● **Document**:

Thing is, they basically already did this with the 24mm ef-s lens. Having used both, I cant tell the difference between the two at f/2.8. And I think the 24mm focuses faster.

I agree with others, if this was a 16mm prime to compete with what rokinon/samyang offers, I'd be interested. Or if it was a longer, cheaper ef-s prime (85mm or 100mm) it'd be interesting. At 20mm, it'd have to outperform the 24mm to be able to be priced higher.

Good that Canon is at least patenting EF-S designs though


----------



## unfocused (Jun 23, 2015)

I'm with the "if it were just a bit wider" crowd. Something closer to a 24-28mm equivalent would be nice. I really don't understand Canon's EF-S prime strategy. 

40 mm f2.8 (okay, I know it's not an EF-S...but.) = 64mm 
24 mm f2.8 EF-S = 45 mm

and now a 20 mm, which would equal 32mm

They just seem like bizarre and not particularly useful focal lengths. 

I'm glad they are doing some EF-S primes, but it seems like they would be a lot more useful if they were a little wider at the wide end and a little longer at the long end.

● **Tasks to complete**:
1. Which two focal lengths does the thread suggest for a longer, cheaper EF-S prime?
2. Reproduce the passage of the thread starting at "## unfocused (Jun" and ending at "EF-S prime strategy.".

● **Recorded data**:
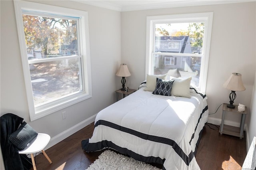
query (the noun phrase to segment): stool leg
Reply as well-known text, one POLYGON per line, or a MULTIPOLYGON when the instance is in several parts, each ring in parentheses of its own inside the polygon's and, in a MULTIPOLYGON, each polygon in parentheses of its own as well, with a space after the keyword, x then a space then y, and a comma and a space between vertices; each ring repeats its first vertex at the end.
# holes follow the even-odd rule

● **Task-by-task results**:
1. 85mm or 100mm

2.
## unfocused (Jun 23, 2015)

I'm with the "if it were just a bit wider" crowd. Something closer to a 24-28mm equivalent would be nice. I really don't understand Canon's EF-S prime strategy.